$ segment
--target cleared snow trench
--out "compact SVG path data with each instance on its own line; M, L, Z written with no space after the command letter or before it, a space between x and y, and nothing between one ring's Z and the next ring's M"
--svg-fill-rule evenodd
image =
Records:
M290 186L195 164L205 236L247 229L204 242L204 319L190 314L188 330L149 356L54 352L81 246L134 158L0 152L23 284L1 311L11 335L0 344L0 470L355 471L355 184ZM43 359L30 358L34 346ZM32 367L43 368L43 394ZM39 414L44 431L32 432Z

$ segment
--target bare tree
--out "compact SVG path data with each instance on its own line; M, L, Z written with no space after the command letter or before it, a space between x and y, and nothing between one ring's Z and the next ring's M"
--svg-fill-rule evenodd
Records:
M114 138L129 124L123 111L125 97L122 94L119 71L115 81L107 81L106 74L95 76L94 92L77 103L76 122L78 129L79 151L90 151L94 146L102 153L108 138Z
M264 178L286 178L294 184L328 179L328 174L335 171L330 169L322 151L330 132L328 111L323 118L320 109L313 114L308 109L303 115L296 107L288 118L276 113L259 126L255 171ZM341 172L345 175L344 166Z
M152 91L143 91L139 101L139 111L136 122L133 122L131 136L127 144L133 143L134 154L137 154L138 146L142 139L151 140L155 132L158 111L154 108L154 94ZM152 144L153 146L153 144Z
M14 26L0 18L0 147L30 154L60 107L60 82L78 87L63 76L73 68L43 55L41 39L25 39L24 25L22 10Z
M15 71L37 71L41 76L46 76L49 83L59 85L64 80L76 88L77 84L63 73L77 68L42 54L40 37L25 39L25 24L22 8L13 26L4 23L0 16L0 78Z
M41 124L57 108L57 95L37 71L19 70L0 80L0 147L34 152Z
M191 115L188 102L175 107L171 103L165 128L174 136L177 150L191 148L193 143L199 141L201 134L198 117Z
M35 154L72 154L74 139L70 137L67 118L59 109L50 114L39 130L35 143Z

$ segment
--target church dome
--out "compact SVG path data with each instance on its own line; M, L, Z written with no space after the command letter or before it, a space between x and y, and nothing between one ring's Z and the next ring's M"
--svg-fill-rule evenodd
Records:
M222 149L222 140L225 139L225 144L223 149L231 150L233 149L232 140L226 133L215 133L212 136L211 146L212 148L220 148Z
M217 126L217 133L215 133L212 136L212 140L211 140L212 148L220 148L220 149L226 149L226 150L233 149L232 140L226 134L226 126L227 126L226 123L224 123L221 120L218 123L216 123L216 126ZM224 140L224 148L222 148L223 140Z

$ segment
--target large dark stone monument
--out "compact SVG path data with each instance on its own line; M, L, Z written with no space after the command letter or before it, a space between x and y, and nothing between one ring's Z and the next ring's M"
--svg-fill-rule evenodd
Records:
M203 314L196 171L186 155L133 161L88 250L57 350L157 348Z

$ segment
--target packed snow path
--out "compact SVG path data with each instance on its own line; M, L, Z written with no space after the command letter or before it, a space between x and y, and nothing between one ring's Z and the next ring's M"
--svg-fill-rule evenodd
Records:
------
What is expected: Only lines holding the string "snow" are wanted; gather each one from the entries above.

Solution for this problem:
--target cleared snow trench
--target packed snow path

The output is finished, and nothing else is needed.